## Exercise prompt
Rewrite all of the items below as a JSON list of strings, one string per line, with blank lines left out. Leave the pictures out of the answer.
+---+
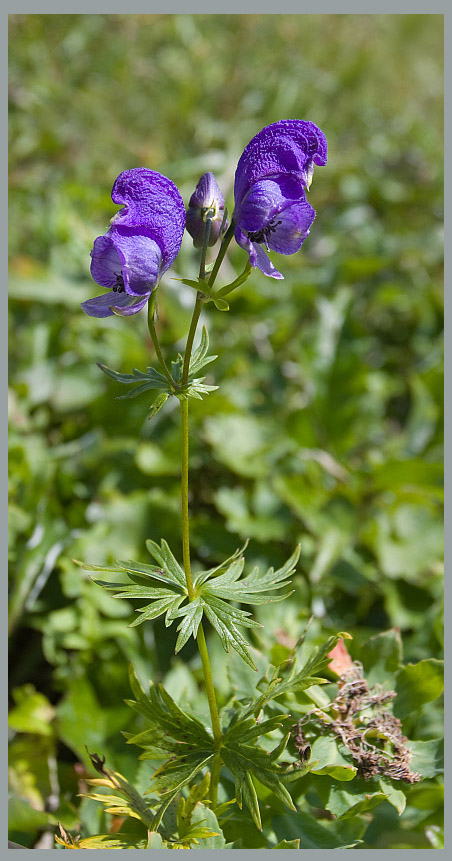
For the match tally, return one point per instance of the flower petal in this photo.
(123, 254)
(257, 255)
(154, 207)
(264, 200)
(128, 310)
(122, 303)
(142, 260)
(106, 263)
(288, 146)
(291, 228)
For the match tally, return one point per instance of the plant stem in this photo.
(153, 334)
(184, 497)
(200, 639)
(223, 248)
(191, 336)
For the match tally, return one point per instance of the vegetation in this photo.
(326, 430)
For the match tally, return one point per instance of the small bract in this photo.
(207, 201)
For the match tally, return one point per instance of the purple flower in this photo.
(270, 181)
(207, 197)
(141, 244)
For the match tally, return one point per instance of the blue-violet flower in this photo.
(206, 198)
(273, 172)
(142, 243)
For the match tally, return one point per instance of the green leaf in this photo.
(311, 834)
(200, 358)
(255, 587)
(192, 615)
(220, 304)
(381, 656)
(155, 841)
(229, 635)
(121, 840)
(174, 733)
(167, 561)
(417, 684)
(435, 836)
(346, 800)
(394, 794)
(288, 844)
(157, 404)
(213, 837)
(238, 281)
(152, 377)
(247, 762)
(202, 286)
(427, 757)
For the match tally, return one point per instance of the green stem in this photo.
(184, 498)
(223, 248)
(191, 336)
(201, 640)
(153, 334)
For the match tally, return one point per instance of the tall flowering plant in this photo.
(190, 793)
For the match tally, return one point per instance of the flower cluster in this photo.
(142, 243)
(269, 190)
(271, 214)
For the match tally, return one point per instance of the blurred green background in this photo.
(327, 427)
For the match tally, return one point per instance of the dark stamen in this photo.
(119, 286)
(261, 235)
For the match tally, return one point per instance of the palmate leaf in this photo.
(250, 761)
(151, 379)
(256, 588)
(171, 732)
(211, 588)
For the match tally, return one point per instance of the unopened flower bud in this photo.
(206, 202)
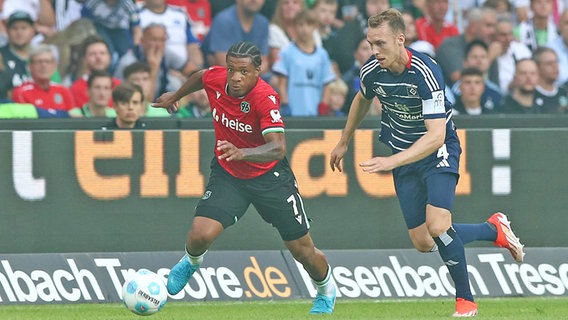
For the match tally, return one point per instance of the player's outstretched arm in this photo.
(273, 149)
(359, 108)
(169, 100)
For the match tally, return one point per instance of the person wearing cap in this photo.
(40, 11)
(15, 54)
(40, 91)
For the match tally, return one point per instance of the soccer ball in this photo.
(144, 293)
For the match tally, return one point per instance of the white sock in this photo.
(195, 260)
(325, 287)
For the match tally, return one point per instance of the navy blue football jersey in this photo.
(407, 99)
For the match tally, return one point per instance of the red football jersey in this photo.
(242, 121)
(57, 97)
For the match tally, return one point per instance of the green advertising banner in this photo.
(99, 191)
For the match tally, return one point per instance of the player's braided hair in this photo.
(245, 49)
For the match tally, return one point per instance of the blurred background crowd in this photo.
(64, 58)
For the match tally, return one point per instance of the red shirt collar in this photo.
(409, 58)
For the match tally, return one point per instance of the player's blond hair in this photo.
(338, 86)
(392, 17)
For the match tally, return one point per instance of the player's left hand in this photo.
(229, 151)
(378, 164)
(167, 101)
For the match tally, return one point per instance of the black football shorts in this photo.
(274, 195)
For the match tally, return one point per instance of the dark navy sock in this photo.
(451, 249)
(470, 232)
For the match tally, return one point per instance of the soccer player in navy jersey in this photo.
(249, 167)
(416, 123)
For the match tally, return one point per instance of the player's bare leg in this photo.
(315, 263)
(451, 249)
(203, 232)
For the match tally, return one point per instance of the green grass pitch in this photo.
(489, 308)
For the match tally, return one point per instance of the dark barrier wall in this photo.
(95, 191)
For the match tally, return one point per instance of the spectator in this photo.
(281, 30)
(127, 99)
(239, 22)
(198, 106)
(560, 45)
(345, 40)
(477, 56)
(116, 21)
(139, 73)
(303, 71)
(548, 95)
(181, 40)
(411, 40)
(325, 11)
(523, 10)
(503, 8)
(351, 77)
(522, 96)
(165, 65)
(433, 27)
(471, 86)
(41, 12)
(481, 25)
(199, 12)
(99, 85)
(95, 54)
(40, 91)
(540, 29)
(507, 52)
(337, 93)
(16, 53)
(66, 12)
+---+
## Written solution
[
  "For the match tally, return one point per instance of the flower petal in this photo.",
  "(123, 254)",
  "(257, 255)",
  "(154, 207)",
  "(264, 200)",
  "(128, 310)",
  "(122, 303)",
  "(142, 260)",
  "(106, 263)",
  "(288, 146)",
  "(291, 228)",
  "For the match tally, return one point per instance of the plant stem in this photo.",
  "(153, 334)",
  "(184, 497)",
  "(200, 639)",
  "(223, 248)",
  "(191, 336)",
  "For the match tally, return one point per instance of the vegetation in this photo.",
  "(326, 430)",
  "For the match tally, return one point per instance of the small bract in this photo.",
  "(207, 201)",
  "For the match tally, return one point per instance of the purple flower in this photo.",
  "(270, 181)",
  "(207, 197)",
  "(141, 244)",
  "For the match tally, return one point per instance of the blue-violet flower in this photo.",
  "(206, 198)",
  "(273, 172)",
  "(142, 243)",
  "For the match tally, return one point per instance of the green leaf in this photo.",
  "(311, 834)",
  "(200, 358)",
  "(255, 587)",
  "(192, 615)",
  "(220, 304)",
  "(381, 656)",
  "(155, 841)",
  "(229, 635)",
  "(121, 840)",
  "(174, 733)",
  "(167, 561)",
  "(417, 684)",
  "(435, 836)",
  "(346, 800)",
  "(394, 794)",
  "(288, 844)",
  "(157, 404)",
  "(213, 837)",
  "(238, 281)",
  "(152, 377)",
  "(247, 762)",
  "(202, 286)",
  "(427, 757)",
  "For the match tally, return one point per instance of the green stem in this photo.",
  "(184, 498)",
  "(223, 248)",
  "(191, 336)",
  "(201, 640)",
  "(153, 334)",
  "For the match tally, return one point per instance of the tall flowering plant in this photo.",
  "(190, 793)",
  "For the match tally, return one point per instance of the flower cluster in this photo.",
  "(142, 243)",
  "(269, 190)",
  "(271, 214)",
  "For the match tally, return one point per instance of the blurred green background in this photo.",
  "(327, 427)",
  "For the match tally, return one point per instance of the dark stamen in this photo.",
  "(119, 286)",
  "(261, 235)",
  "For the match tally, return one point per instance of the palmate leaf in this photo.",
  "(250, 761)",
  "(151, 379)",
  "(256, 588)",
  "(171, 732)",
  "(211, 588)",
  "For the match tally, return one point per instance of the unopened flower bud in this photo.",
  "(206, 202)",
  "For the match tally, return one point per instance of the player's outstretched arm in this photo.",
  "(273, 149)",
  "(359, 108)",
  "(169, 100)",
  "For the match tally, return one point per instance of the person wearing cap in this photo.",
  "(40, 11)",
  "(15, 54)",
  "(40, 91)",
  "For the match tally, return one point per instance of the soccer ball in this photo.",
  "(144, 293)",
  "For the match tally, return one point per instance of the white sock in this photo.",
  "(195, 260)",
  "(325, 287)",
  "For the match tally, return one point per instance of the navy blue football jersey in this photo.",
  "(407, 99)",
  "For the match tally, return one point per instance of the red football jersey in this photo.",
  "(242, 121)",
  "(57, 97)",
  "For the match tally, return one point per instance of the green advertising banner in this photo.",
  "(99, 191)",
  "For the match tally, return one point per instance of the player's braided hair in this photo.",
  "(245, 49)",
  "For the match tally, return one point per instance of the blurred background crowd in this photo.",
  "(64, 58)",
  "For the match tally, return one point per instance of the red shirt collar in this photo.",
  "(409, 58)",
  "For the match tally, return one point per instance of the player's blond hair in this photo.",
  "(338, 86)",
  "(392, 17)",
  "For the match tally, return one point per instance of the player's left hand in this photo.",
  "(229, 151)",
  "(378, 164)",
  "(167, 101)",
  "For the match tally, return one point per instance of the black football shorts in this photo.",
  "(274, 195)",
  "For the match tally, return one point per instance of the dark navy sock in this photo.",
  "(451, 249)",
  "(470, 232)",
  "For the match tally, return one point per instance of the soccer player in navy jersey in this photo.",
  "(249, 167)",
  "(416, 123)",
  "For the match tally, return one point per instance of the player's bare leg in this photo.",
  "(315, 263)",
  "(451, 249)",
  "(203, 232)",
  "For the match tally, return one point per instance of the green grass pitch in this photo.",
  "(489, 308)",
  "For the match tally, return one point per instance of the dark barrier wall in this photo.",
  "(95, 191)",
  "For the match tally, return one point per instance of the spectator in this photo.",
  "(281, 30)",
  "(127, 99)",
  "(239, 22)",
  "(198, 106)",
  "(560, 45)",
  "(345, 40)",
  "(477, 56)",
  "(116, 21)",
  "(139, 73)",
  "(303, 71)",
  "(548, 95)",
  "(181, 40)",
  "(411, 40)",
  "(325, 11)",
  "(523, 10)",
  "(503, 8)",
  "(351, 77)",
  "(522, 96)",
  "(165, 65)",
  "(433, 27)",
  "(471, 86)",
  "(41, 12)",
  "(481, 25)",
  "(199, 12)",
  "(99, 85)",
  "(95, 54)",
  "(40, 91)",
  "(540, 29)",
  "(507, 52)",
  "(337, 93)",
  "(16, 53)",
  "(66, 12)"
]